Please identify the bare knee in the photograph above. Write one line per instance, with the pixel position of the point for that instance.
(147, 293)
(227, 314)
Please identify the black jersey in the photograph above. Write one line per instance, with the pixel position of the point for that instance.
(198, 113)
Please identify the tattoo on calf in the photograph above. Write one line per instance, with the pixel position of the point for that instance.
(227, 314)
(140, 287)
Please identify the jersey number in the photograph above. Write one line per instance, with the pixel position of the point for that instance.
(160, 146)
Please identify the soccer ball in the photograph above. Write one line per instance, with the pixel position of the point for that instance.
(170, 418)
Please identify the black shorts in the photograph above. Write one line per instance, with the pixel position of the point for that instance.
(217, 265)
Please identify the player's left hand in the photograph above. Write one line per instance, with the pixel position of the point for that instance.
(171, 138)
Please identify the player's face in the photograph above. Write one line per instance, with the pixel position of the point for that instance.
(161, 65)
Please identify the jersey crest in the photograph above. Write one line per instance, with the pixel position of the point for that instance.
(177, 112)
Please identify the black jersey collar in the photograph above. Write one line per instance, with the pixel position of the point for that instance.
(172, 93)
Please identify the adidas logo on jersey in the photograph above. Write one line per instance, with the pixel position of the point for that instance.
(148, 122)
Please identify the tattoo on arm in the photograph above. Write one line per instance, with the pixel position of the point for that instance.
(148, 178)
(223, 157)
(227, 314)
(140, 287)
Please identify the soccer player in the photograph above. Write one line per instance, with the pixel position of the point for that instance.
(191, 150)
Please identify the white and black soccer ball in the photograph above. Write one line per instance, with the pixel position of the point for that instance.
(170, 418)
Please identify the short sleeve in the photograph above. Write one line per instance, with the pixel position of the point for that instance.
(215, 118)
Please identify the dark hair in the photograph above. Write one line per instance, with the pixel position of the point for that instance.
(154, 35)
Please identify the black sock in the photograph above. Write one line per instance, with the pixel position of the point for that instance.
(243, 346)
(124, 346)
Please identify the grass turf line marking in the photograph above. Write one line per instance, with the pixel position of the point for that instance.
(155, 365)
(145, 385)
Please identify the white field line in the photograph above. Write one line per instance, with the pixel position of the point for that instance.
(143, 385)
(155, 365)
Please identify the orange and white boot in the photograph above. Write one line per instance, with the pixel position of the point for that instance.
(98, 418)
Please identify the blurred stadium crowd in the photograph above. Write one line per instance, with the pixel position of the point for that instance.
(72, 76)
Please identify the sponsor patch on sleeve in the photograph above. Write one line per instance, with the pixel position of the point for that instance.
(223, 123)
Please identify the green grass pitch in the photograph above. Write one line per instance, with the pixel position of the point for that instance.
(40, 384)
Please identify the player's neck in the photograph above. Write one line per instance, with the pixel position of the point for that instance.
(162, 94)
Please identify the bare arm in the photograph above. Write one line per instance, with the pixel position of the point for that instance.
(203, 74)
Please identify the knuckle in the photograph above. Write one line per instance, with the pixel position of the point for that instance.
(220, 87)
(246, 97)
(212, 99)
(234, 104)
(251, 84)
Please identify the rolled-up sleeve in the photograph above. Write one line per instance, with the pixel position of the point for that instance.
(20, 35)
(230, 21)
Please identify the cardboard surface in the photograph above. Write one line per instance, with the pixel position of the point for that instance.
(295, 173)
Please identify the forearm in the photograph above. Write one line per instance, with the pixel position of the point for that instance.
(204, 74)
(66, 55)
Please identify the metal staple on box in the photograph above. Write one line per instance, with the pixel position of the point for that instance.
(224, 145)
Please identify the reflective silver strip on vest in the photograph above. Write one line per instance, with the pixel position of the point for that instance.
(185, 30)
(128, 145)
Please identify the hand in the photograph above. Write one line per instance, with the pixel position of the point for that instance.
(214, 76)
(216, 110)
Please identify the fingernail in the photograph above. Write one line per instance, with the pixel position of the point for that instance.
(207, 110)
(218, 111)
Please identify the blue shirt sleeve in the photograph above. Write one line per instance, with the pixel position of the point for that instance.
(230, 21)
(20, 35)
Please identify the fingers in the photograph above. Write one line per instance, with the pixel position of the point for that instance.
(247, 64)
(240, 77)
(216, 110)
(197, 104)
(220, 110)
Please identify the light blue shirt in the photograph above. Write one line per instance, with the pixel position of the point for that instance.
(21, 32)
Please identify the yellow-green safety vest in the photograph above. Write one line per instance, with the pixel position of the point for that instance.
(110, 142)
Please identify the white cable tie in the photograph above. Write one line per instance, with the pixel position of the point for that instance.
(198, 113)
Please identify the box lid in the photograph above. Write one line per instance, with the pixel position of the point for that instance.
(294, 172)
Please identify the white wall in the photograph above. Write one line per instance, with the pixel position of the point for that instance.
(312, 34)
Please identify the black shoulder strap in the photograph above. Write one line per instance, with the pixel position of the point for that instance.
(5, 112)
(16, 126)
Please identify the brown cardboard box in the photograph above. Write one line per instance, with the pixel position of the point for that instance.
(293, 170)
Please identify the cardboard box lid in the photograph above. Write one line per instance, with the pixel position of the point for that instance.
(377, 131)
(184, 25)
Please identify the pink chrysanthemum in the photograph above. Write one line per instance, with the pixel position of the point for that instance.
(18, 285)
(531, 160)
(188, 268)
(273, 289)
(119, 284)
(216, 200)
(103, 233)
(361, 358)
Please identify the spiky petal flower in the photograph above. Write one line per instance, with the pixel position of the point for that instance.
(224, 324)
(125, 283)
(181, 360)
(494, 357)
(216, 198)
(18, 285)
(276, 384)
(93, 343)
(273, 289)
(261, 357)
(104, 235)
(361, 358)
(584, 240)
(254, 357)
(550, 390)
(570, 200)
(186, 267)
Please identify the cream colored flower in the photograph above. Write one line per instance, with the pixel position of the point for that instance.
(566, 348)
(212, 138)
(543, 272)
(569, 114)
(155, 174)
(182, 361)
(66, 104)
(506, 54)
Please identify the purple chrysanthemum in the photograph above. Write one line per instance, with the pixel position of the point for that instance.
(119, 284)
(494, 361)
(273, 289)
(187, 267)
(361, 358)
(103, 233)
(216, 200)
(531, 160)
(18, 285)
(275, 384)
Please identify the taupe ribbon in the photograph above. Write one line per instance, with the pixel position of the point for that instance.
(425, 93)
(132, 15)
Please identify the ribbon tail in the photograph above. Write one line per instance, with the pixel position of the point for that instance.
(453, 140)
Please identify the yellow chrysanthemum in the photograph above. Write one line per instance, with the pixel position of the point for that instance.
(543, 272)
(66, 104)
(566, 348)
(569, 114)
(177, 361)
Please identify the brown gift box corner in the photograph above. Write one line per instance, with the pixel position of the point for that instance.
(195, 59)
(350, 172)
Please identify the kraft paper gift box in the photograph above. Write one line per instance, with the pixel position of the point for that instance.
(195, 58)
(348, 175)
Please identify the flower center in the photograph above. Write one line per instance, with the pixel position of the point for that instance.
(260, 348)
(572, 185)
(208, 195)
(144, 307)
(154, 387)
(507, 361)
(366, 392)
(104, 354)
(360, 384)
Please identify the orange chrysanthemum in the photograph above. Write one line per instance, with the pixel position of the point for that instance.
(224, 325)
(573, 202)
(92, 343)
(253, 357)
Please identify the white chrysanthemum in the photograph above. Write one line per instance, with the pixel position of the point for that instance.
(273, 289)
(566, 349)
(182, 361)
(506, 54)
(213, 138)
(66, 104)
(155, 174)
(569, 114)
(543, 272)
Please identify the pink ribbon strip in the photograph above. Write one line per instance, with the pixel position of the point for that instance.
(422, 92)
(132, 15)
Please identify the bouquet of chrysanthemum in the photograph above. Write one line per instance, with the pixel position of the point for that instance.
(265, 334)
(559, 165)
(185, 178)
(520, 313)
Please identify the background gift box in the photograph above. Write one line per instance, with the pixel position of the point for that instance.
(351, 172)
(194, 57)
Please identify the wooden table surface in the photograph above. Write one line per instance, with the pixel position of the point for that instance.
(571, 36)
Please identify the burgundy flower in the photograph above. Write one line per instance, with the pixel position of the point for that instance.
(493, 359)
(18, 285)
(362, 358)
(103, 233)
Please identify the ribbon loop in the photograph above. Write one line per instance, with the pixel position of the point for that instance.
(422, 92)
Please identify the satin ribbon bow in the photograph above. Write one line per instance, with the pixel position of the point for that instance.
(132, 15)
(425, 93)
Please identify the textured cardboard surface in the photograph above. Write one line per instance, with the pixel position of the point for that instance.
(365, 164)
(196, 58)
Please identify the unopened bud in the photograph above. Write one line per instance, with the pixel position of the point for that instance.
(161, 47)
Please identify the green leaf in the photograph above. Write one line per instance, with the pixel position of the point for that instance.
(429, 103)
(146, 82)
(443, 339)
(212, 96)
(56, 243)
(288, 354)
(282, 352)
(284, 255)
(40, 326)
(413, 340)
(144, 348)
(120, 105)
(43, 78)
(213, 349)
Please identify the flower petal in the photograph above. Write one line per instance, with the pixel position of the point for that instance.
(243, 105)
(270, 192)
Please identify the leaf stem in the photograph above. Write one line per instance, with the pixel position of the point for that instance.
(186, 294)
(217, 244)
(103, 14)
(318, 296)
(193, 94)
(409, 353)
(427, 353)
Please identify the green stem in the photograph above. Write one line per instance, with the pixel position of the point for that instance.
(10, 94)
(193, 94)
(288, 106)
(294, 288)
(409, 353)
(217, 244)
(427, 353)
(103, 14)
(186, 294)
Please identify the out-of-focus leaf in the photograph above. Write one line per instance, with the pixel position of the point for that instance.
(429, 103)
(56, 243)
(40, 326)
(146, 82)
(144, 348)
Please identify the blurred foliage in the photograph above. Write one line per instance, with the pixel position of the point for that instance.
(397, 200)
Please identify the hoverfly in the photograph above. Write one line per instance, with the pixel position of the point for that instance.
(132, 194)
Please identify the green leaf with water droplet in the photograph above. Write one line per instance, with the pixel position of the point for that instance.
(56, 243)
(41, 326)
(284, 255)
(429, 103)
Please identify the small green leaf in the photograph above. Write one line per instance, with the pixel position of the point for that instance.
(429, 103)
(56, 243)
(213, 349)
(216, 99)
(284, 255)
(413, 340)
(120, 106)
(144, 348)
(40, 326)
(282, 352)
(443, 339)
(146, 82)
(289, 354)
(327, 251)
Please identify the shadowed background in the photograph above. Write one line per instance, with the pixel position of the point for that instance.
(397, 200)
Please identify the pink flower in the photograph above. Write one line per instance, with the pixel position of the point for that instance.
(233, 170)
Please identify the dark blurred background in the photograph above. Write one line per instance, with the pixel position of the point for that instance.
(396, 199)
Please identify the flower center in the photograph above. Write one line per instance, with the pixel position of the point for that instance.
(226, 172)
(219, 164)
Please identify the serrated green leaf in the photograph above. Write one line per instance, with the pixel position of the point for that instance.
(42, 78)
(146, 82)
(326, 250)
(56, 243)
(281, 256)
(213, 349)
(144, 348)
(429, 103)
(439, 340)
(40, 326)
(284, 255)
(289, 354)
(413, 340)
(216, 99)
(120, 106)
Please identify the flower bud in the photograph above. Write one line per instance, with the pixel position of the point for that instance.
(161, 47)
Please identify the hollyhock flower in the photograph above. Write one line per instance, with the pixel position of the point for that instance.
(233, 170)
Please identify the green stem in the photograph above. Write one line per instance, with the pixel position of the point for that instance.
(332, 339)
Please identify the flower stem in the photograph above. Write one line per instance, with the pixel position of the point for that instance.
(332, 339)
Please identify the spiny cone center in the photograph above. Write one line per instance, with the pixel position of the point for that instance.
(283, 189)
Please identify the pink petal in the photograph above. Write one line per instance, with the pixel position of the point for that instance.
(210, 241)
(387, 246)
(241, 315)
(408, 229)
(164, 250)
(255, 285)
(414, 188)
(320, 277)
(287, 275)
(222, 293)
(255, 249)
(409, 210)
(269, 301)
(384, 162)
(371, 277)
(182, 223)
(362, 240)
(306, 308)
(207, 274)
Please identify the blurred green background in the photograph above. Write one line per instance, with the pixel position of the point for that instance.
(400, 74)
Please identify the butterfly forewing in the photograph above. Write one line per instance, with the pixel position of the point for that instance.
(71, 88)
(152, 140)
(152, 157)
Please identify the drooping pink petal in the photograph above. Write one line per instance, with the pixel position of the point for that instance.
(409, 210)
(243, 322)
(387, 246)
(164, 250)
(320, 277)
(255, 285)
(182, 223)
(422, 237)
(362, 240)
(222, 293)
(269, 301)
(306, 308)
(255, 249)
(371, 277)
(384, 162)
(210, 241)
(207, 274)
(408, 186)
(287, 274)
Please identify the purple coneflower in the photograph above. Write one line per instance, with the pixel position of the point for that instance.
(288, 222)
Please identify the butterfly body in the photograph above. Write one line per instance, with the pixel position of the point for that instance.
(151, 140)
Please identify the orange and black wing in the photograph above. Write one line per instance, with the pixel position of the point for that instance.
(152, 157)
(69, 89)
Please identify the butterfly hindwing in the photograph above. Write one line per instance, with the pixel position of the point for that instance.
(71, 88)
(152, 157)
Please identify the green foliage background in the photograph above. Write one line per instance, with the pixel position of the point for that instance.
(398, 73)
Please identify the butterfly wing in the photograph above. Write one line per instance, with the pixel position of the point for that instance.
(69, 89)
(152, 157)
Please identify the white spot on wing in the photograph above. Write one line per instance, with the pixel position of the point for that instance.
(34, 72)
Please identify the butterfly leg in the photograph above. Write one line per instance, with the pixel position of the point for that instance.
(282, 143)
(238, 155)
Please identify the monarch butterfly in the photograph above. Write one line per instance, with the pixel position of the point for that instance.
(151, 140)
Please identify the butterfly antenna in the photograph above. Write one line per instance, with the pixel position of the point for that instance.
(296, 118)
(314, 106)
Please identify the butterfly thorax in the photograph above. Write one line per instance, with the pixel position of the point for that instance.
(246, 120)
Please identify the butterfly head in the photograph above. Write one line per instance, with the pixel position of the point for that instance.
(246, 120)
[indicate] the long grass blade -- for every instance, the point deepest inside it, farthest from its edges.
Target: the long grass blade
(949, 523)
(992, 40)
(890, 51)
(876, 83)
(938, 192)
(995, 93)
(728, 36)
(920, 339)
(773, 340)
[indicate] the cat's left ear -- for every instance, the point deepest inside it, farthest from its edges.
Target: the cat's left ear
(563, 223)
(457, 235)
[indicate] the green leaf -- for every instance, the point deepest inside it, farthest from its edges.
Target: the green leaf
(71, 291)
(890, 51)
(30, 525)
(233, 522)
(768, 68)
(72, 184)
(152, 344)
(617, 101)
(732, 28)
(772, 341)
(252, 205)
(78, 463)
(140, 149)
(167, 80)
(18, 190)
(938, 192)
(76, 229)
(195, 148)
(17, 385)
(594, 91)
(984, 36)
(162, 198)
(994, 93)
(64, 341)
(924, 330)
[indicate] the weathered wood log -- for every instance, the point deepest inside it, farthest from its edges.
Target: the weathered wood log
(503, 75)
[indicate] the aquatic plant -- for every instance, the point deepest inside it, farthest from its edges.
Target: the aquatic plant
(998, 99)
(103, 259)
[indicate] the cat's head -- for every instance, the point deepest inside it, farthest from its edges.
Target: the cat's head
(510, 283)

The exercise:
Copy out the lines from the line containing "[indicate] the long" to the end of the listing above, without alteration.

Answer to this task:
[indicate] the long grass blade -- for every instance, the point deepest inside it, farthest from its edges.
Target: the long grass blade
(949, 523)
(992, 40)
(890, 51)
(876, 83)
(938, 192)
(995, 93)
(728, 36)
(920, 339)
(773, 340)
[indicate] the cat's left ear -- for every instance, the point deepest inside it, farthest from its edges.
Target: the cat's left ear
(563, 223)
(457, 235)
[indicate] the green leaf -- for every instance, the point deepest inside it, farthest from its edges.
Target: the green leaf
(71, 291)
(890, 51)
(30, 525)
(233, 522)
(768, 68)
(72, 184)
(152, 344)
(617, 101)
(732, 28)
(772, 341)
(252, 205)
(78, 463)
(140, 149)
(167, 80)
(18, 190)
(938, 192)
(76, 229)
(195, 148)
(17, 385)
(594, 91)
(984, 36)
(162, 198)
(994, 93)
(64, 341)
(924, 330)
[indicate] the weathered wood log -- for every instance, the point deepest inside it, farthest from its edges.
Target: the weathered wood log
(503, 75)
[indicate] the aquatic plant -- for every instance, the point deepest inside it, farthest from its edges.
Target: the aquatic plant
(998, 99)
(103, 259)
[indicate] the cat's head -- for every instance, the point deepest inside it, farthest from its edges.
Target: the cat's head
(510, 283)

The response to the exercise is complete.